* _TASKS AND EXERCISES_
(A) Answer from the study excerpt:
(i) What cycle length did the induced ventricular tachycardia have?
(ii) What was needed to terminate that tachycardia?
(iii) What was the plasma concentration at the high dose?
(B) Copy the part of the study excerpt starting with "Ventricular programmed stimulation" and going on through "pacing for termination.".

[SUPPLIED TEXT — start]

Ventricular programmed stimulation did not induce any ventricular arrhythmias in the control and MR groups. In contrast, a sustained monomorphic ventricular tachycardia with a cycle length of 200 ms was induced with a 300-ms BCL and 2 extrastimuli in 1 of the HF dogs, requiring ventricular burst pacing for termination.

Plasma Levels of the Compound
Plasma samples were drawn at each dose level in every animal. Plasma concentrations for each dosing were as follows: baseline, <1 ng/mL; low, 5.6±6.0 nmol/L; middle, 56.2±10.3 nmol/L; and high, 181.4±39.6 nmol/L—close to the target concentrations of 10, 50, and 200 nmol/L.

[SUPPLIED TEXT — finish]
[DATASET RECORDS — start]

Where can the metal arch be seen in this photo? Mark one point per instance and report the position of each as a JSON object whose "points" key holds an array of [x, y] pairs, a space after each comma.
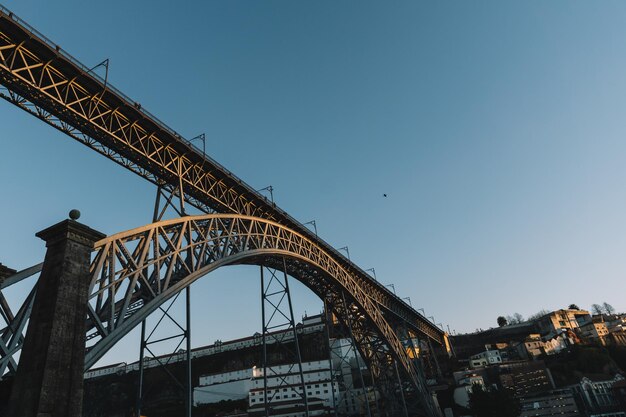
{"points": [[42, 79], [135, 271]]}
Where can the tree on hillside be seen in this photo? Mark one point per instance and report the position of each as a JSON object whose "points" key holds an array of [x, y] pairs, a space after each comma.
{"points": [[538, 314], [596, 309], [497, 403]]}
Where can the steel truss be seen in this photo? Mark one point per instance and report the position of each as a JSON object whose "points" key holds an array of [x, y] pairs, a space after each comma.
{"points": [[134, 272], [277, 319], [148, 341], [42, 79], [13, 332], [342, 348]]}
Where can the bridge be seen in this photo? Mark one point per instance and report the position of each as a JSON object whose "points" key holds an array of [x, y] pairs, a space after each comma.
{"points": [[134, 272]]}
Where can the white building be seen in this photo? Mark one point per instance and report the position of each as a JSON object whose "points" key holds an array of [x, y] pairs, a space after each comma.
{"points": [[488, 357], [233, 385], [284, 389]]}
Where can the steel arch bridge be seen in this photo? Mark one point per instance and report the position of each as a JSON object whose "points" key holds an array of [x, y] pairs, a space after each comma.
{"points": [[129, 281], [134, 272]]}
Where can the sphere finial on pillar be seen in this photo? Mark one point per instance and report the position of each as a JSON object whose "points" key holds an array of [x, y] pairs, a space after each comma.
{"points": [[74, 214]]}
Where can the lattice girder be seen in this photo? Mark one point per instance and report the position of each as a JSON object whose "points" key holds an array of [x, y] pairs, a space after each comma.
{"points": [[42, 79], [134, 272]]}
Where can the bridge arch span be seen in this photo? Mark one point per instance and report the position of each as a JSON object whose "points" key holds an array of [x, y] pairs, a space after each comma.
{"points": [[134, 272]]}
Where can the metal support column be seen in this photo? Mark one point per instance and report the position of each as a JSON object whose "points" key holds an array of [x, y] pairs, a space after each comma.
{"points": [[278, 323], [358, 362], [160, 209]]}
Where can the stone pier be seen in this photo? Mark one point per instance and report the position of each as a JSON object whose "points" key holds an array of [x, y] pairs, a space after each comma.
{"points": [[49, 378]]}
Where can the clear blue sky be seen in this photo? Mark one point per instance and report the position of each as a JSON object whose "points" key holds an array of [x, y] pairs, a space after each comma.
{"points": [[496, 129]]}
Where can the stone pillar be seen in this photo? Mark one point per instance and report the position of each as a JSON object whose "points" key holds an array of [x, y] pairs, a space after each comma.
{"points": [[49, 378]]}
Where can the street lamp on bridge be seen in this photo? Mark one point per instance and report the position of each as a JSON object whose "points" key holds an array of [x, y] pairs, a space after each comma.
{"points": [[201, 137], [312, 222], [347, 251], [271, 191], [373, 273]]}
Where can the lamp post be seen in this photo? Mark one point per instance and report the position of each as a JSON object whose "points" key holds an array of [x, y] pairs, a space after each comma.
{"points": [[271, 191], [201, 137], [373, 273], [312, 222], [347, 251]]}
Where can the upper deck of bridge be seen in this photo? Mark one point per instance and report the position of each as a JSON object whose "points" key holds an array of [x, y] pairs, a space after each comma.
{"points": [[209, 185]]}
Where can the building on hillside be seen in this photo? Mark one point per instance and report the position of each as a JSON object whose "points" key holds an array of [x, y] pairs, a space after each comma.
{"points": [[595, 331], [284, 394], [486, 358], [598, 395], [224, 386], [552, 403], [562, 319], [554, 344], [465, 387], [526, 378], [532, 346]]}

[DATASET RECORDS — finish]

* _ANSWERS TO THIS EXERCISE_
(A)
(i) 200 ms
(ii) Ventricular burst pacing
(iii) 181.4±39.6 nmol/L

(B)
Ventricular programmed stimulation did not induce any ventricular arrhythmias in the control and MR groups. In contrast, a sustained monomorphic ventricular tachycardia with a cycle length of 200 ms was induced with a 300-ms BCL and 2 extrastimuli in 1 of the HF dogs, requiring ventricular burst pacing for termination.